Teks Bacaan:

================

Dari tulisan tersebut saya menyimpulkan bahwa agar HKI semakin berharga maka diperlukan suatu perlindungan hukum terhadap HKI tersebut. Perlindungan hukum ini yang membuat HKI mempunyai ‘taring’ dalam perannya di masyarakat.

Perlindungan Hukum atas HKI

Menurut Economic Growth Stimulus Theory  diakui bahwa:

“perlindungan atas HKI merupakan alat pembangunan ekonomi. Pembangunan ekonomi adalah keseluruhan tujuan dibangunannya sistem perlindungan atau HKI yang efektif[8].

Demi menjamin kemanfaatan atas HKI maka harus ada perlindungan hukum terhadap HKI tersebut. Misalnya, dalam hal pemalsuan merek terkenal. Merek terkenal seringkali dipalsukan oleh pihak tertentu agar mereka mendapatkan keuntungan atas merek terkenal yang dipalsukan tersebut. Namun di sisi lain, pemalsuan merek merugikan masyarakat pengguna barang bermerek terkenal tersebut (konsumen). Para konsumen yang mengharapkan kualitas yang bagus dari suatu barang bermerek terkenal, tidak menerima apa yang mereka harapkan ketika mereka menjadi membeli barang dengan merek yang dipalsukan. Padahal mereka telah membayar sejumlah uang untuk barang dengan kualitas yang bagus. Harapan mereka barang itu asli.

================

Tujuan Tugas a: Dalam teks bacaan tentang perlindungan hukum atas HKI, apa yang membuat HKI mempunyai ‘taring’ dalam perannya di masyarakat?
Catatan di bawah ini tidak berhubungan dengan teks bacaan.

Daftar Catatan:

================

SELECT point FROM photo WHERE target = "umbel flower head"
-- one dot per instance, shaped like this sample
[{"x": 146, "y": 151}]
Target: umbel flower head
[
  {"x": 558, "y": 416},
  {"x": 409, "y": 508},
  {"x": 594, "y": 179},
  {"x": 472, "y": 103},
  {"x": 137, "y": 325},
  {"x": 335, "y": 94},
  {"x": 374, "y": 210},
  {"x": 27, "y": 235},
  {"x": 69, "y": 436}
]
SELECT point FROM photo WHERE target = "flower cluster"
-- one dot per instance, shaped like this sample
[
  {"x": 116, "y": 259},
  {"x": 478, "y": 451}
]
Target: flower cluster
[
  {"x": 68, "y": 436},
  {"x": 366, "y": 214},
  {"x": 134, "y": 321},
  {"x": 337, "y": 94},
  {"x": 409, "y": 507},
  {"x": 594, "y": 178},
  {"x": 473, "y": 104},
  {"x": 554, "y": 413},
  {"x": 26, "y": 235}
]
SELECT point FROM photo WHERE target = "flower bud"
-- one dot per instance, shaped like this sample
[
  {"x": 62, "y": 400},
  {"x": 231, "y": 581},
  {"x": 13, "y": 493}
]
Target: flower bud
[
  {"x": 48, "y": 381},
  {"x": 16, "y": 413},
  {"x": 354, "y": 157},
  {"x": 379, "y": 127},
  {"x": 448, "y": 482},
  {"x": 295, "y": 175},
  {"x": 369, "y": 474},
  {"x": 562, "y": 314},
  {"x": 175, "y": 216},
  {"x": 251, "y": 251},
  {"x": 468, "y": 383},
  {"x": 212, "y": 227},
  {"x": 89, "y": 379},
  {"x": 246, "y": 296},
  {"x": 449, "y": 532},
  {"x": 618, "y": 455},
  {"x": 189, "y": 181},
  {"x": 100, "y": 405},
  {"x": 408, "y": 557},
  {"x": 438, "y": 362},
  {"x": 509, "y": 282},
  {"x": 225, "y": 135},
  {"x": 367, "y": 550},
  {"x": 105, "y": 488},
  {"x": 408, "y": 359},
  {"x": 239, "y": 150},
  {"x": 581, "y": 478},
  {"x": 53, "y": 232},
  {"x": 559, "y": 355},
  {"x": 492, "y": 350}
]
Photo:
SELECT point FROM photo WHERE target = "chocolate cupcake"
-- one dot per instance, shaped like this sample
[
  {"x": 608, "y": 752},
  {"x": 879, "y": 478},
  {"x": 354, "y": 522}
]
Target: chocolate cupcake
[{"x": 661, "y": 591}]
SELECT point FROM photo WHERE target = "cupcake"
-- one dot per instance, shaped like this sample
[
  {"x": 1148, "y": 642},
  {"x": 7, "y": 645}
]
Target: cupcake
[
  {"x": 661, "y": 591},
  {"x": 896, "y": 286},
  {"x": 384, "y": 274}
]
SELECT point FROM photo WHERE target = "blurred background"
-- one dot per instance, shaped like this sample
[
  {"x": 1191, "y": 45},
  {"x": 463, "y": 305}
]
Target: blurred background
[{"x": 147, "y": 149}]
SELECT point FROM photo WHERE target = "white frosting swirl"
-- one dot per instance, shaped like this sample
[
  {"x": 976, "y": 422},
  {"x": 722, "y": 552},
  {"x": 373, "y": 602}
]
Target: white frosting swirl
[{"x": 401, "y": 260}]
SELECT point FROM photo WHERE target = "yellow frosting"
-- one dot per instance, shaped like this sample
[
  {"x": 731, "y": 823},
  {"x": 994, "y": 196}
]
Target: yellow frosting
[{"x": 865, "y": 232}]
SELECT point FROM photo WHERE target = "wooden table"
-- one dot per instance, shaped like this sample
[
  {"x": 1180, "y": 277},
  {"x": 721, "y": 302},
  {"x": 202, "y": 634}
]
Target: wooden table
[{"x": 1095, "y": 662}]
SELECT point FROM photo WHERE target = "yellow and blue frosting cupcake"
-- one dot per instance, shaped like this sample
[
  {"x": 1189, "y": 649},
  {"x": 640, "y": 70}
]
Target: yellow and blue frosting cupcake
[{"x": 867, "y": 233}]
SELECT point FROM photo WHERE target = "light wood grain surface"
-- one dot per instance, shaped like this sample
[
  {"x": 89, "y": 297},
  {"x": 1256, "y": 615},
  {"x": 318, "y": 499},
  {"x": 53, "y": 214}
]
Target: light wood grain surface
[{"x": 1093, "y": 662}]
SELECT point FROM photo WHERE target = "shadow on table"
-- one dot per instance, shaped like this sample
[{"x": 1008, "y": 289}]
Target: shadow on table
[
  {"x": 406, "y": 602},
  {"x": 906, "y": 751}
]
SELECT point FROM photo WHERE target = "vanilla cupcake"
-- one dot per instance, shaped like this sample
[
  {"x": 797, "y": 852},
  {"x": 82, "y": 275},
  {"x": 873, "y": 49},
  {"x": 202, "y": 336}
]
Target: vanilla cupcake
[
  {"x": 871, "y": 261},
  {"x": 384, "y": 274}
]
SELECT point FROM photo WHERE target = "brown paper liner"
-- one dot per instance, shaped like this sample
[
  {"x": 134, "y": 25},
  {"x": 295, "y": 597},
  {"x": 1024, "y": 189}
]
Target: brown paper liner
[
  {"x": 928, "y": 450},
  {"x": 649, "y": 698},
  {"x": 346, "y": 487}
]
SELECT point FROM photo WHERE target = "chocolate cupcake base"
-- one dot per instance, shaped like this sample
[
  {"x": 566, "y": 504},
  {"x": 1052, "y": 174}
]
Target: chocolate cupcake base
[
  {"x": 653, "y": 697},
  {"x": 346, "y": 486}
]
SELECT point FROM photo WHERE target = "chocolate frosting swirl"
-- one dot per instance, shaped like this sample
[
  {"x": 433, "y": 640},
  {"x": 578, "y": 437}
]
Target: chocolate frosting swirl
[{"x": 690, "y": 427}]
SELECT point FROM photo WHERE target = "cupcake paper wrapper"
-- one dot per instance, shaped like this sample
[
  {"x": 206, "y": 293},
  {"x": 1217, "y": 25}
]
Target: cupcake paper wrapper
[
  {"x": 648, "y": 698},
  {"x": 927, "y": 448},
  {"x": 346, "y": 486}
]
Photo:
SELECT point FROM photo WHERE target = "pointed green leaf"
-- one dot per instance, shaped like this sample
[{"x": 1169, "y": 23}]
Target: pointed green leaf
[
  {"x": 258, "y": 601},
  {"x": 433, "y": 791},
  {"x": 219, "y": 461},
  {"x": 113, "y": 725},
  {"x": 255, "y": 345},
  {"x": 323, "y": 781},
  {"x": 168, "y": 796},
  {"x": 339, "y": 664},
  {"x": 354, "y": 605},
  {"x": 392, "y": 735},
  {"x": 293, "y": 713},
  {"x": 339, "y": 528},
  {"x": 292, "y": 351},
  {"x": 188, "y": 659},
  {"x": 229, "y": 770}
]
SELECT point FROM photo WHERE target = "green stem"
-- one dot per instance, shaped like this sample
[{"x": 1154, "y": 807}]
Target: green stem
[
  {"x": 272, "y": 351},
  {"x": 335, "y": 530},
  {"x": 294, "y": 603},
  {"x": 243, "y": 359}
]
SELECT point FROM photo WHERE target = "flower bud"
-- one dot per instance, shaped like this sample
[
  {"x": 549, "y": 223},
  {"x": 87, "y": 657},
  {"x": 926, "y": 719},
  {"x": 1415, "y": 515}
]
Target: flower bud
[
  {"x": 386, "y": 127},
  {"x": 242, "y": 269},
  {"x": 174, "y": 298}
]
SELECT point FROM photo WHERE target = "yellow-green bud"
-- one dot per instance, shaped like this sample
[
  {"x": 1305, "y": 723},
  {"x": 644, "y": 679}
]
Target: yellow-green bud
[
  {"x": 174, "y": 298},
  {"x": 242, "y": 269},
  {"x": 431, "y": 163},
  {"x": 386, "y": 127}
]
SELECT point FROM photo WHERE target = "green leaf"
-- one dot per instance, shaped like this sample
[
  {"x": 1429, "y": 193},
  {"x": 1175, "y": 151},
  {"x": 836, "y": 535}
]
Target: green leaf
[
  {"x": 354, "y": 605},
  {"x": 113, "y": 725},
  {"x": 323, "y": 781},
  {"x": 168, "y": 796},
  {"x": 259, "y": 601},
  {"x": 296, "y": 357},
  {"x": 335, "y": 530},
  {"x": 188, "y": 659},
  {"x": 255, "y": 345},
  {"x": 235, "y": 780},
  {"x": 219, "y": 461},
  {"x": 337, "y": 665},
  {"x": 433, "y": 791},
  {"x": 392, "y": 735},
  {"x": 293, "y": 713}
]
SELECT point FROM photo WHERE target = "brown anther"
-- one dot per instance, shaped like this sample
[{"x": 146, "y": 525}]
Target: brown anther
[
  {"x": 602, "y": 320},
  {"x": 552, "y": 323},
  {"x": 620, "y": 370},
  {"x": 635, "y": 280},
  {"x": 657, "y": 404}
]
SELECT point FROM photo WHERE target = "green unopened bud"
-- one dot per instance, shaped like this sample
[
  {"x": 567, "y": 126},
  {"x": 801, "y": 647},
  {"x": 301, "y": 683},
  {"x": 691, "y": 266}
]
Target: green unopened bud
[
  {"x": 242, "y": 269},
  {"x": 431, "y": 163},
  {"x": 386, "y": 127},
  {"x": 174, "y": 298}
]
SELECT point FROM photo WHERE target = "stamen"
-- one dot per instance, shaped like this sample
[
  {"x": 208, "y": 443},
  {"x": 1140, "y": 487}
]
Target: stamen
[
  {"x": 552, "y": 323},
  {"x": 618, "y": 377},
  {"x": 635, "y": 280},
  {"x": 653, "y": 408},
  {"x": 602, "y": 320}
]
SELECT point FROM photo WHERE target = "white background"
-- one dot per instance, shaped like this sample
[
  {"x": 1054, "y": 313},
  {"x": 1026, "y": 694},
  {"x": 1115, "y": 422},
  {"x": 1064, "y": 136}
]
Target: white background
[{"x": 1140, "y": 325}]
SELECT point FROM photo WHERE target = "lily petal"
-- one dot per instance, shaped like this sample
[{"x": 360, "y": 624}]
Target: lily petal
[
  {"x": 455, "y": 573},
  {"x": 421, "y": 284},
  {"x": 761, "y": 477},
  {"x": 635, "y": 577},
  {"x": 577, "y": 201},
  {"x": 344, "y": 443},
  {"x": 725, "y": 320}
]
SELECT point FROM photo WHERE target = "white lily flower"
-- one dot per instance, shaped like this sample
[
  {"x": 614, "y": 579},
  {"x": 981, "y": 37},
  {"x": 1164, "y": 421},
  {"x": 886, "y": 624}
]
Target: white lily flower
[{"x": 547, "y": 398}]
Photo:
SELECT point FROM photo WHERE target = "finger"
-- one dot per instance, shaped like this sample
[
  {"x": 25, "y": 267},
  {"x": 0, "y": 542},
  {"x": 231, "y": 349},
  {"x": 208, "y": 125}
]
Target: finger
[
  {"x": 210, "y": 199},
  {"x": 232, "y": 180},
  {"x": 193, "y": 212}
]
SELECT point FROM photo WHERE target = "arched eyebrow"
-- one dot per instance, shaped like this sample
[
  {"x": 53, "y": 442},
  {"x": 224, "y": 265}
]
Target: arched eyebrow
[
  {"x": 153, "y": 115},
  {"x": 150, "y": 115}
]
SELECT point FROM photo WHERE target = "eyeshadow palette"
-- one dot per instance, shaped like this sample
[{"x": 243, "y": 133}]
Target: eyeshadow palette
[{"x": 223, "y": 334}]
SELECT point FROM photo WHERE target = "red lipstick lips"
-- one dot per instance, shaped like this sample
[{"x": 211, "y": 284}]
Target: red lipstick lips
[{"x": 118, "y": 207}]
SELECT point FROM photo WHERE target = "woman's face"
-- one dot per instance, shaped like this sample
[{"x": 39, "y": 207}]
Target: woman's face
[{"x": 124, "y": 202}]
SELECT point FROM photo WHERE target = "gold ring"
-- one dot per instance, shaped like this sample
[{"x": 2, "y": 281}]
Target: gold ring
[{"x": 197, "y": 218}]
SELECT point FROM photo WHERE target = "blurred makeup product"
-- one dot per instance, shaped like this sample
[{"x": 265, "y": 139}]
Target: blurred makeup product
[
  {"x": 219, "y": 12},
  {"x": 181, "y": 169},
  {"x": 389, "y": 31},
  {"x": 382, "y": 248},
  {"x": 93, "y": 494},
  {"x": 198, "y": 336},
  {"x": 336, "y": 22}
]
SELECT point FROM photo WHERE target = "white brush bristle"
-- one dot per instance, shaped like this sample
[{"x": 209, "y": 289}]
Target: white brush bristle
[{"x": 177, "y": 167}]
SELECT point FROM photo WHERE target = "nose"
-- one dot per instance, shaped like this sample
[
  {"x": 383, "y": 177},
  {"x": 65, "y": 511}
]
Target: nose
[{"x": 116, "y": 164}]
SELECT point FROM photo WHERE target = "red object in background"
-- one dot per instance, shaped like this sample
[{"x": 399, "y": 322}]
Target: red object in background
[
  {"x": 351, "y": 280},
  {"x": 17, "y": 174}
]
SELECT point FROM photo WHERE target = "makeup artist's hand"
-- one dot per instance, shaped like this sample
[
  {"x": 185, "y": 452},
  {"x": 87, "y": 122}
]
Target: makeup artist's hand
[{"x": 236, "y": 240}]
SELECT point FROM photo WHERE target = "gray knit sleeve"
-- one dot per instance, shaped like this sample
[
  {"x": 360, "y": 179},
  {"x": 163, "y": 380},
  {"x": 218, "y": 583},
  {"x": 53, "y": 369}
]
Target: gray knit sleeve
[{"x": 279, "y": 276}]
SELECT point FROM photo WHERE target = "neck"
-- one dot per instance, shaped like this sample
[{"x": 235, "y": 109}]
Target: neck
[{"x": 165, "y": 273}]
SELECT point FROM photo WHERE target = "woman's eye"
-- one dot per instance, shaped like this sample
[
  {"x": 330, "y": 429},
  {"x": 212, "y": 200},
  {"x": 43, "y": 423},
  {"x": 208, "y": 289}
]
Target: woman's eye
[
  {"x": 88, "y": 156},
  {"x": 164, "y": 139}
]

================

Tujuan Tugas b: Tampilkan semua baris catatan di atas yang memuat kata "swirl". Huruf besar dan kecil dibedakan.

Jawaban Latihan a: Perlindungan hukum terhadap HKI.

Jawaban Latihan b:
SELECT point FROM photo WHERE target = "white frosting swirl"
Target: white frosting swirl
SELECT point FROM photo WHERE target = "chocolate frosting swirl"
Target: chocolate frosting swirl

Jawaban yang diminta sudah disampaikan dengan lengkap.